_Objective A:_
In the chicken forum thread, what color does Yvonne G say a buff orpington is when it comes out of the egg?

# What kind of chicken is this?



## leigti (Oct 25, 2015)

Are there any chicken people out there? This is my neighbors chicken, we don't know what kind it is. Any ideas?


It doesn't look that white out in the sunshine, it's more of a pale yellow. I know the conditions are crappy but like I said these are not my chickens.


----------



## mike taylor (Oct 25, 2015)

Looks like a cross with a California white and some other hen. Maybe a Orpington cross .


----------



## mike taylor (Oct 25, 2015)

Looks young . California whites get to be a little larger . When it lays see if the eggs are tan .


----------



## leigti (Oct 25, 2015)

Somebody said it might be a buff optington, so I am assuming if that's what it is it's color will change


----------



## Tom (Oct 25, 2015)

I'm not sure of the breed, but it looks like its eggs would be delicious and so would its thighs.


----------



## leigti (Oct 25, 2015)

I'm not a real farmer, I don't eat my own chickens. But I was thinking about buying two of the hens but I'm not sure what breed they are. I won't ones that are going to be good egg layers. But also relatively friendly. So anyway, I might just have to wait till they get older to see what they're going to look like as adults. Maybe they'll be easier to identify them.


----------



## Yvonne G (Oct 25, 2015)

No, a buff orpington is yellow out of the egg, but buff colored as soon as the new feathers start to grow in. It's probably a plain old leghorn. There are a lot of oriental (fighting) chickens in the pet trade now-a-days. I think they're a cross between the oriental birds and some of our breeds.


----------



## leigti (Oct 26, 2015)

Two people have told me it's not a leg horn. But if it is a leg horn I don't want it. Hhmmm.


----------



## mike taylor (Oct 26, 2015)

Why wouldn't you want a leg horn ? They are good sitters . When I had chickens my leg horn would sit the other hens eggs to make more babies . Then the older hens would get the knife . If you want eggs then get you some road island reds . They are good layers .


----------



## Yvonne G (Oct 26, 2015)

_Rows:_
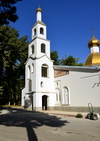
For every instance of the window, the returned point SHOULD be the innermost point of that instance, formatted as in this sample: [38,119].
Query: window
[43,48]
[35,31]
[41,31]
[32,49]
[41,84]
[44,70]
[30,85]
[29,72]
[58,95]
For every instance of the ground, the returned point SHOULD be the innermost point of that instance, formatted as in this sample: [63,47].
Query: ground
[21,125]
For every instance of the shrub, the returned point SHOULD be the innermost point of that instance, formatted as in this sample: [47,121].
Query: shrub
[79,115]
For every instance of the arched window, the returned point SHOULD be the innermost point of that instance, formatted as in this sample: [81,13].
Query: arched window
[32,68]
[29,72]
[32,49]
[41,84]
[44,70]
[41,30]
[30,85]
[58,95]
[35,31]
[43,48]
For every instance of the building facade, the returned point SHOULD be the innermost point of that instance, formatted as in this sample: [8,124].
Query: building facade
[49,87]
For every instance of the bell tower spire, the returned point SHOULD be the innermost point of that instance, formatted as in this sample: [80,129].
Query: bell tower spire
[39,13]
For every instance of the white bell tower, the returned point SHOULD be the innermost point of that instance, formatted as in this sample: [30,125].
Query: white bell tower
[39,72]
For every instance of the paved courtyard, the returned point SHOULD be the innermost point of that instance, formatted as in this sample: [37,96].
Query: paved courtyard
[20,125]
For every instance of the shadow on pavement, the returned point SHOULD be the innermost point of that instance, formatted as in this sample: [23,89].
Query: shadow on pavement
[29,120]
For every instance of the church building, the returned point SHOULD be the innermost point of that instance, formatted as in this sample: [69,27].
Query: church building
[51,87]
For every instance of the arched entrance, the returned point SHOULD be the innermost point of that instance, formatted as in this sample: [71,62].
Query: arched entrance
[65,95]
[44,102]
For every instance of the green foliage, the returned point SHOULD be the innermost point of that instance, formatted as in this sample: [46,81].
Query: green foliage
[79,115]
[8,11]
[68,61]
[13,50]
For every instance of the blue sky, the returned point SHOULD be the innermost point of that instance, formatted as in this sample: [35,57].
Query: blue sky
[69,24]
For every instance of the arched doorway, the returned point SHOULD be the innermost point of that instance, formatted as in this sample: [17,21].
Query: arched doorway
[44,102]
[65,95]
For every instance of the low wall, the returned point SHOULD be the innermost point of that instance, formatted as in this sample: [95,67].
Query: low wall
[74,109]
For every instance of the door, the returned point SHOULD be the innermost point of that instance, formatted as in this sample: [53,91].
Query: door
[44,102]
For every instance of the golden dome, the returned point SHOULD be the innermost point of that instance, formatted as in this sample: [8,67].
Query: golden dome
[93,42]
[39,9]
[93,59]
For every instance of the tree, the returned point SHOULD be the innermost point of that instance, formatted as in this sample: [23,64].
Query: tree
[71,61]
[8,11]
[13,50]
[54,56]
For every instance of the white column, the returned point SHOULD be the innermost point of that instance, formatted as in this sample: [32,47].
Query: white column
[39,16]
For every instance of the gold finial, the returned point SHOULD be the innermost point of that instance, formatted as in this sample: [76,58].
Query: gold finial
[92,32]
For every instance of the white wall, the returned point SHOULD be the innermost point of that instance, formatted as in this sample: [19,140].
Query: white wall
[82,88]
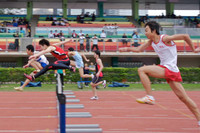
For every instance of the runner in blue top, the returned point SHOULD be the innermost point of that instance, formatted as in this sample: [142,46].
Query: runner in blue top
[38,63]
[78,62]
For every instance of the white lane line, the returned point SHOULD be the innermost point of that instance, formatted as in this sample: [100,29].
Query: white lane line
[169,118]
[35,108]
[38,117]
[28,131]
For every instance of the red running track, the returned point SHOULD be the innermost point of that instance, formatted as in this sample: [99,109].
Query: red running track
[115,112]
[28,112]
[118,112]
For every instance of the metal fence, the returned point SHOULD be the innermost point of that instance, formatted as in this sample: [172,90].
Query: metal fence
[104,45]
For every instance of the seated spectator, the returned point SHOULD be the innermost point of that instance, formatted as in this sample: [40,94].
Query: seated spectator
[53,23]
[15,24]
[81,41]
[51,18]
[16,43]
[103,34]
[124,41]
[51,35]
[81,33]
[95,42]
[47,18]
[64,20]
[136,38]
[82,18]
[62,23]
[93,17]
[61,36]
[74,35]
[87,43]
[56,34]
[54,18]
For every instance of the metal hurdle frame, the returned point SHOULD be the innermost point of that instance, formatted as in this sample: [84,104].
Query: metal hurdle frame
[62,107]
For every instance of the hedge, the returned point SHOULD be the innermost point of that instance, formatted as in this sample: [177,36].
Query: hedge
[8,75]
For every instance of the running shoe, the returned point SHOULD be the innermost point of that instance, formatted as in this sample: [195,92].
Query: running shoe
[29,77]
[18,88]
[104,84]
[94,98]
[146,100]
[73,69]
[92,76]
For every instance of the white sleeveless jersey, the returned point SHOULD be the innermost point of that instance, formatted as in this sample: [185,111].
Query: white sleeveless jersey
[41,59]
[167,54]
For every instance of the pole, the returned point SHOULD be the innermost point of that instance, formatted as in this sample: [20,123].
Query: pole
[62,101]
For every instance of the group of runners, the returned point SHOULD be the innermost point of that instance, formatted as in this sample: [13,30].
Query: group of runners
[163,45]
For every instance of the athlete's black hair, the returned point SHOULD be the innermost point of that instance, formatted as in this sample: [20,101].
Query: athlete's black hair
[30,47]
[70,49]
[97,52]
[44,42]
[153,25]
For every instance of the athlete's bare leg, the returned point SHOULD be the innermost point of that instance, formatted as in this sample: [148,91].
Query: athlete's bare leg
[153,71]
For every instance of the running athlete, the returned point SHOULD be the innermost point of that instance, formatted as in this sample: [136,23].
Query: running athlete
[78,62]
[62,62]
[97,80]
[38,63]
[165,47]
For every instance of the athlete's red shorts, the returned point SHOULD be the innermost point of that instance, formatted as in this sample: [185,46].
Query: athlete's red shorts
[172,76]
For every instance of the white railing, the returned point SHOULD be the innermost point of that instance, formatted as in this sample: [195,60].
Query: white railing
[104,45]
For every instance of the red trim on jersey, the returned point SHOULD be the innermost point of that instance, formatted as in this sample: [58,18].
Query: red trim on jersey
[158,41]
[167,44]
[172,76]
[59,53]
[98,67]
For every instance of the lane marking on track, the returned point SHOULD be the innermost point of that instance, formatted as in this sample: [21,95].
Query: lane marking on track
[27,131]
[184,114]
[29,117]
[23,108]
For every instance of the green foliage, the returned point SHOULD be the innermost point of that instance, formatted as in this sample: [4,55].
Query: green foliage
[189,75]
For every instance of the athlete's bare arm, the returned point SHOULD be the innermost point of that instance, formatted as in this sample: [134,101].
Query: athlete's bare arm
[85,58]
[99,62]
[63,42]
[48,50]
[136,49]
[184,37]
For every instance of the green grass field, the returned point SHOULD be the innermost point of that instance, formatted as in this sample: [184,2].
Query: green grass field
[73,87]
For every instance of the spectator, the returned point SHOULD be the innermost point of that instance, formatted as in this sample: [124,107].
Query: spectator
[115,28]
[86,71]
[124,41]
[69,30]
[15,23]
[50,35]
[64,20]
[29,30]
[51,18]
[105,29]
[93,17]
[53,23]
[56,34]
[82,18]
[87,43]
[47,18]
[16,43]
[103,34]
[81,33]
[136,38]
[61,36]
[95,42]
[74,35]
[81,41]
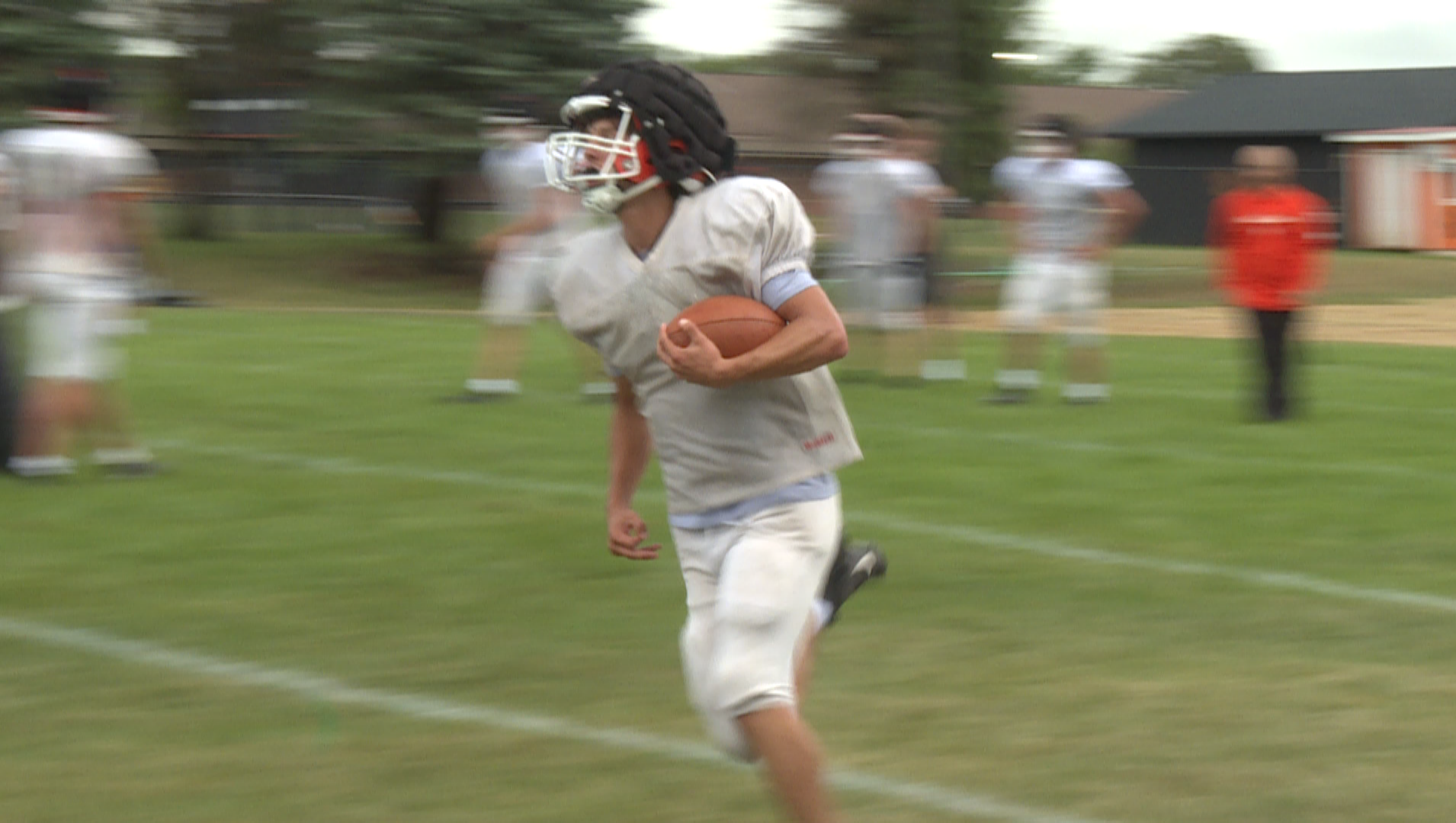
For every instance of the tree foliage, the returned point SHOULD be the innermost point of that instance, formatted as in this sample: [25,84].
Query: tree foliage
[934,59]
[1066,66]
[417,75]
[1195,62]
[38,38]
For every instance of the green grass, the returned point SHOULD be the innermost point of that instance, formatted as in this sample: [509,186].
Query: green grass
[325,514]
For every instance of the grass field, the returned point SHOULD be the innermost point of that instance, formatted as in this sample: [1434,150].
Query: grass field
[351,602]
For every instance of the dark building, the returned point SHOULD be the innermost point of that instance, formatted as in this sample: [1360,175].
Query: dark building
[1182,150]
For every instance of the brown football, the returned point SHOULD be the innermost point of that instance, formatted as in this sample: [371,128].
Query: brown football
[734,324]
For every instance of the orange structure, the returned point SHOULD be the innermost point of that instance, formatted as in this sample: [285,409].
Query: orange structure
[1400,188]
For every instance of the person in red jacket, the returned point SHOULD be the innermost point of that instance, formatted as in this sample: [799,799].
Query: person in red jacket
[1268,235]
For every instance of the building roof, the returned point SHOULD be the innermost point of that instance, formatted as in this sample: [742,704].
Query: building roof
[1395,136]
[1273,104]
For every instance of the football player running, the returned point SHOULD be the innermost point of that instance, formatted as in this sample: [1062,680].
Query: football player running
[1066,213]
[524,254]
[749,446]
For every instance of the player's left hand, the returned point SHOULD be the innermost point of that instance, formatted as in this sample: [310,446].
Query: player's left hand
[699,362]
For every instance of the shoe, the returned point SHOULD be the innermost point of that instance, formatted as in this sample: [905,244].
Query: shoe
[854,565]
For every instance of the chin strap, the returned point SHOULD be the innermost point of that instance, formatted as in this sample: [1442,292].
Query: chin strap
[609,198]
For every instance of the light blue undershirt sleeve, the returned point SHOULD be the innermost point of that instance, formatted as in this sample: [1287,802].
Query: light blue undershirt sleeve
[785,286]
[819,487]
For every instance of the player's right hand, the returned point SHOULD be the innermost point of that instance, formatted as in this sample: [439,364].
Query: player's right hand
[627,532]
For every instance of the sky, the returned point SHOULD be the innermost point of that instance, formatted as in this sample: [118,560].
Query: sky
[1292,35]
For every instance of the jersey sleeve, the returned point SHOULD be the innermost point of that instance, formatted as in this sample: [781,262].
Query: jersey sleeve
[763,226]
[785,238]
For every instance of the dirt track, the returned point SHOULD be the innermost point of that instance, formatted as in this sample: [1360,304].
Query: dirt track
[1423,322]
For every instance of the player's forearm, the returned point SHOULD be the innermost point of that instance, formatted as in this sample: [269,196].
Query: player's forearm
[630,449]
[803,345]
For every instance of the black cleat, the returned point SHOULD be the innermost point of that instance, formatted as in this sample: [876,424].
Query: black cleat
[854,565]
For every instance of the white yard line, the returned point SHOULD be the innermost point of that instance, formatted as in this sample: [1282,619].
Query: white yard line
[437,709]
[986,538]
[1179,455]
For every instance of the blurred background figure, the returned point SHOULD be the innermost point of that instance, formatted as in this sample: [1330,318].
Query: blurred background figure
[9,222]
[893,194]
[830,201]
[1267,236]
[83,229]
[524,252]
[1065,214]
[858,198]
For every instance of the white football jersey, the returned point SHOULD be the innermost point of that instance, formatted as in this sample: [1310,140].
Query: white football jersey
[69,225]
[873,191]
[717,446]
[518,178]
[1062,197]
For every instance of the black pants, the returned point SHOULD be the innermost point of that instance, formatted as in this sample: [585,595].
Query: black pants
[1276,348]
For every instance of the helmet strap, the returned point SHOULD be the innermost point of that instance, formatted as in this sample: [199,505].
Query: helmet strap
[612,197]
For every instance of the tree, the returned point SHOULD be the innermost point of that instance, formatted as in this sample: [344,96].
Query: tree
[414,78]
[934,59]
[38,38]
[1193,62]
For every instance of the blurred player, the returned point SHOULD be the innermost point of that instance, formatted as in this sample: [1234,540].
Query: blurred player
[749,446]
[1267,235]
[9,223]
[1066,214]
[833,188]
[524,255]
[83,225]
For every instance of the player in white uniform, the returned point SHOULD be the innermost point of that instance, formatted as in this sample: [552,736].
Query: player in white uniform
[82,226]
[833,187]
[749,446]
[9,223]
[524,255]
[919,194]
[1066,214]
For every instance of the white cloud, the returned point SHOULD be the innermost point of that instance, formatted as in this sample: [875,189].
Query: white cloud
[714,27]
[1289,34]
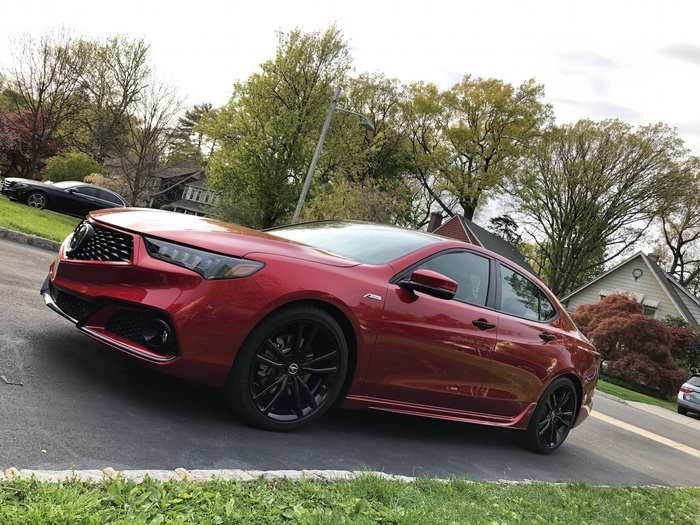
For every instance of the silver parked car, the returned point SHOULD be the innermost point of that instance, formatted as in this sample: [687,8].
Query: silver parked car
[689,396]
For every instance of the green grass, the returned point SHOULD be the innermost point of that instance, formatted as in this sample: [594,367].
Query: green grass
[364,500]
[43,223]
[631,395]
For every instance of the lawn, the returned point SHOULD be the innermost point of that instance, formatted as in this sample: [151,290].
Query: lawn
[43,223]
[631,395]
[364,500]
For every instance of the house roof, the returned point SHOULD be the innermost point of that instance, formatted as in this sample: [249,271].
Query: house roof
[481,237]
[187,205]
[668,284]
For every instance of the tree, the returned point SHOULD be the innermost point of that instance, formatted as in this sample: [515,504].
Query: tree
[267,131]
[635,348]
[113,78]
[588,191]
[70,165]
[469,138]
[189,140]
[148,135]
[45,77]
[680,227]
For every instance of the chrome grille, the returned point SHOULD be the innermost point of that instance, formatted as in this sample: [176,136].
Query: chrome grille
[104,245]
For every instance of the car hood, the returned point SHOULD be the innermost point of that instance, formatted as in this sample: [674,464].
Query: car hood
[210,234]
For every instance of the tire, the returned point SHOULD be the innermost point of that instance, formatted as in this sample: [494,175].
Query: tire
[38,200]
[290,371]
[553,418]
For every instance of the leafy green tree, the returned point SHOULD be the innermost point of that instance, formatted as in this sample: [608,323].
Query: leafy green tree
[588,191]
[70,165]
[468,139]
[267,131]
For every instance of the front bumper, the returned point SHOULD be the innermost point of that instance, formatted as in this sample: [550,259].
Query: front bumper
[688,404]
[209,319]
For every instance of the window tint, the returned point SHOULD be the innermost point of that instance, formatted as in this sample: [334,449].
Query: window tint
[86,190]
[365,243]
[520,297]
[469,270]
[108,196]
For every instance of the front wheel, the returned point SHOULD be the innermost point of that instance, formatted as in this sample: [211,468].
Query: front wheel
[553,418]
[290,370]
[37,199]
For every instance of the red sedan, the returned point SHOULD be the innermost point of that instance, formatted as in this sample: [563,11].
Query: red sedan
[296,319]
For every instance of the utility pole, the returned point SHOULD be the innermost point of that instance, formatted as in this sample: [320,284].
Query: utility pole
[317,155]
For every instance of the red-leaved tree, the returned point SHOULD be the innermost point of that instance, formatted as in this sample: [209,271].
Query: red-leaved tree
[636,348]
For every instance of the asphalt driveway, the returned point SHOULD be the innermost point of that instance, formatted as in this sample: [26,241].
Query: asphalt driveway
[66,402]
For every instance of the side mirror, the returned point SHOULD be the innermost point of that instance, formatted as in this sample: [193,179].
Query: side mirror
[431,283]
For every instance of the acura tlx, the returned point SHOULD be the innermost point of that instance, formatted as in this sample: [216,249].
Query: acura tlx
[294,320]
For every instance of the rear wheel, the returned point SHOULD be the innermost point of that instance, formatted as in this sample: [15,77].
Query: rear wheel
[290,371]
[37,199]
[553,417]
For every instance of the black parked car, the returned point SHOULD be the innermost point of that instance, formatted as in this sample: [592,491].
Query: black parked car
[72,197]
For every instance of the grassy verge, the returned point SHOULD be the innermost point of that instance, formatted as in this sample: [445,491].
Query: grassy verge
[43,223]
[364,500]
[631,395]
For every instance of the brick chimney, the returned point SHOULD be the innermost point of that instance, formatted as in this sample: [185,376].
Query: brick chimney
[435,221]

_Objective B:_
State how many lines of the entries contain the string "runners". Give only the number.

_Worked answer A:_
Yellow.

_Worked answer B:_
2